+++ PROVIDED PASSAGE

DALLAS — Texas officials said Thursday they are near an agreement with federal investigators on fixing problems in the state's 13 large residential facilities for the mentally disabled, where dozens of people have died under questionable circumstances and hundreds of employees have been disciplined for mistreating residents.
The tentative plan calls for more direct care workers and medical staff, such as psychiatrists, pharmacists and dentists, state officials said. The plan also establishes independent monitors to report back to state and federal officials about conditions at the facilities.
"It's a comprehensive action plan to improve the care at all of the state schools," said Laura Albrecht, a spokeswoman with the Department of Aging and Disability Services, the state agency overseeing the facilities.
The plan requires formal approval from the Department of Justice and the Texas Legislature, said Michael Jones, a state spokesman. It must then be filed in federal court.
The Justice Department could sue if there's no settlement.
The agreement won't close any state schools, which can be done only by the Legislature. That possibility was sought by advocates who say large facilities are not the proper venue for treating the mentally disabled. But it was abandoned last month by lawmakers who said state school reform would never pass with such a contentious provision.
Texas has more mentally disabled residents living in institutions than any other state. The 13 facilities in Texas house nearly 5,000 residents — more than six times the national average. On a per-capita basis, Texas has 20.4 people per 100,000 in large institutions. The national average is 12.2 people.
"The plan does dictate the state will continue to make aggressive efforts to provide opportunities to people who want to be served in the community," Jones said.
Waiting lists for those wishing to move into smaller group or community homes have thousands of names on them and take years for approval, said Dennis Borel, the executive director of the Coalition of Texans with Disabilities.
Borel said any agreement on reforming state schools should emphasize community treatment and work on changing the culture of workers. Many of them, he said, "seem to be viewing the residents as somehow not as human, not as equal as they are."
"I do believe we need to ensure the safety of the residents in state schools," Borel said. "We also need to come to grips with the will of the people who want to be served in the community, not institutions."
Alejandro Miyar, a spokesman with the Justice Department, declined to comment "because this matter is open and ongoing."

++++++

**GOAL OF THE EXERCISE**
In the article on Texas state schools, restate the portion starting at "DALLAS — Texas" and ending at "for mistreating residents.", swapping "federal investigators" for "Justice Department lawyers".

+++ ENTRIES SUPPLIED

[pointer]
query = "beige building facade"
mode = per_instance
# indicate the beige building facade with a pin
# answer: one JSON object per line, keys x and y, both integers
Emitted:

++++++

**ANSWER SECTION**
DALLAS — Texas officials said Thursday they are near an agreement with Justice Department lawyers on fixing problems in the state's 13 large residential facilities for the mentally disabled, where dozens of people have died under questionable circumstances and hundreds of employees have been disciplined for mistreating residents.